• Text:
▶
Genetic programming is a type of evolutionary algorithm and a machine learning technique that is used to automatically evolve computer programs to perform a specific task or solve a problem. It is inspired by the process of natural selection and genetic evolution.

Genetic programming can be applied to a wide range of problems, including symbolic regression, symbolic classification, automatic code generation. 

In the example of symbolic regression and the Boston housing dataset the symbolic regression turned out to be a better regression model than a typical ridge regression. This improvement in the performance is derived from the increase of the feature space to transform the variable space to the autamitcally selected features by the model (in this case the least 10 correlated variables).
◀
• Data supplied:
▶
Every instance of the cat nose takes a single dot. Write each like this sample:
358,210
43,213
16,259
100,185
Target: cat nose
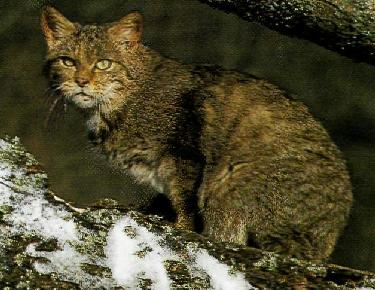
82,81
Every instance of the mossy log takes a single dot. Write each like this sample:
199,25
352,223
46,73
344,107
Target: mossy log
45,243
344,26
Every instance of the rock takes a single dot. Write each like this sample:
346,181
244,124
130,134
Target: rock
46,243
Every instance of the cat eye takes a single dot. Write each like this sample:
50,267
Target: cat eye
68,62
104,64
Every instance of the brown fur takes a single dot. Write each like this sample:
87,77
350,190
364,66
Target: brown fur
222,145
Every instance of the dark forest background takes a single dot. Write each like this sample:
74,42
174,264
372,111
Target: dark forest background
339,92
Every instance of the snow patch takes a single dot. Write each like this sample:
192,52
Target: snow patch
220,274
137,254
132,251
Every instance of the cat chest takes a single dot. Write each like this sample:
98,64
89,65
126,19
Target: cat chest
147,175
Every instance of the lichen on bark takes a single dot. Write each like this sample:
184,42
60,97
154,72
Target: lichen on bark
46,243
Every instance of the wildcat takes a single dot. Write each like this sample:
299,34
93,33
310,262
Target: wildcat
224,146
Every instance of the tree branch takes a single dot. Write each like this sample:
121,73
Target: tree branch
344,26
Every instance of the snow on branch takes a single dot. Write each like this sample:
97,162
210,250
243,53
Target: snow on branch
47,243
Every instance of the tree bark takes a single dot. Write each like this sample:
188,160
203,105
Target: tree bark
344,26
46,243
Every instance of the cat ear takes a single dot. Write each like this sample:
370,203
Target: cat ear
55,26
128,30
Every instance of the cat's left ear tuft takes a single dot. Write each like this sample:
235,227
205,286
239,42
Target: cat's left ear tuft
55,26
128,30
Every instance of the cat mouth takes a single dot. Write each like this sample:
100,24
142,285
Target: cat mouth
83,97
83,100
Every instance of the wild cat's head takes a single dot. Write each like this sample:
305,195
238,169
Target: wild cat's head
94,67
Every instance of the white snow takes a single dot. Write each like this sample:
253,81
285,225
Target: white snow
126,265
132,251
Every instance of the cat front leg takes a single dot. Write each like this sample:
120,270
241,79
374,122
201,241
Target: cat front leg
183,183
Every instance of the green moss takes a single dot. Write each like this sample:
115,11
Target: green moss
268,262
96,270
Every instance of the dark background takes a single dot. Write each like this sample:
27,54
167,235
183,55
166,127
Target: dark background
338,92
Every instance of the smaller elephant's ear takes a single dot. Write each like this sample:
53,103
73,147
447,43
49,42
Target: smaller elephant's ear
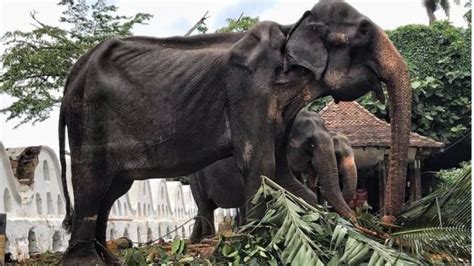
264,42
305,46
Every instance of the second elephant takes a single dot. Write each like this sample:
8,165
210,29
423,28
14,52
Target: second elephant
310,149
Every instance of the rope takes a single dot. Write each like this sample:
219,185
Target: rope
174,230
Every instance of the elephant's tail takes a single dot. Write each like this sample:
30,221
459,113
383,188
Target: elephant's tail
67,222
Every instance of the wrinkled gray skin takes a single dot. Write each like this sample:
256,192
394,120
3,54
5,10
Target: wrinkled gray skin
309,144
139,107
221,184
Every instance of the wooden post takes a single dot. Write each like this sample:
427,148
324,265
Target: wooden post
382,176
417,179
3,240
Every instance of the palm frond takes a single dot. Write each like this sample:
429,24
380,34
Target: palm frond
306,235
439,225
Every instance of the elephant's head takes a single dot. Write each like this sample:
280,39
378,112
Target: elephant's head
349,55
311,150
346,165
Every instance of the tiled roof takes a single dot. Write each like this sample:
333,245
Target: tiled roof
363,128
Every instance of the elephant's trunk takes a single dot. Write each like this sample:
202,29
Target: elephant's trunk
325,165
394,73
297,188
348,175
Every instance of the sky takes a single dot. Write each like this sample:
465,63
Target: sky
176,17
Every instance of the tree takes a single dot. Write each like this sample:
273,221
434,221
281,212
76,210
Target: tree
243,23
36,63
432,5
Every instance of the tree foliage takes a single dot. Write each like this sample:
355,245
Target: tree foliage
36,63
294,232
439,60
438,226
241,24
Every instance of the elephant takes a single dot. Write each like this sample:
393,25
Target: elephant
221,183
143,107
308,133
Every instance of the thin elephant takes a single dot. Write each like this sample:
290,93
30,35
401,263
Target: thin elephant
221,184
309,141
141,107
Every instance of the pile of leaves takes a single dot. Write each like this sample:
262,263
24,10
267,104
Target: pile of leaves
438,226
435,229
294,232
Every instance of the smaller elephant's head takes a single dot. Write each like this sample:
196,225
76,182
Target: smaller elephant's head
350,55
311,151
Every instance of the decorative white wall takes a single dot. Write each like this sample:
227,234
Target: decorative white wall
151,209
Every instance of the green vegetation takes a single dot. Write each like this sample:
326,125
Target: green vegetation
36,63
439,60
450,176
438,226
243,23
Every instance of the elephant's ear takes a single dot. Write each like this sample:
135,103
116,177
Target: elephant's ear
262,44
305,46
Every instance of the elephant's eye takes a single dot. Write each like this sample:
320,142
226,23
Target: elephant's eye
364,26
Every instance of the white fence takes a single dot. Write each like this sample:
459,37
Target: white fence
151,209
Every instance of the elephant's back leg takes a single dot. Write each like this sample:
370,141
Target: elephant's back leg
118,187
90,185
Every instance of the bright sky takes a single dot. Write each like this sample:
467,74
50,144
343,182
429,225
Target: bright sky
175,17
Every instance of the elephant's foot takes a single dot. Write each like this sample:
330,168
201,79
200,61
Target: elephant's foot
109,257
195,239
83,253
388,219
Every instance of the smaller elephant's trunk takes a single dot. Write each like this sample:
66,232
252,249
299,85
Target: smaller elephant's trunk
◀
• Using the information:
A. In the genetic programming text, which model did symbolic regression outperform on the Boston housing dataset?
B. List every kind of problem that the genetic programming text names as one genetic programming can be applied to.

• Responses by item number:
A. A typical ridge regression.

B. Symbolic regression, symbolic classification, automatic code generation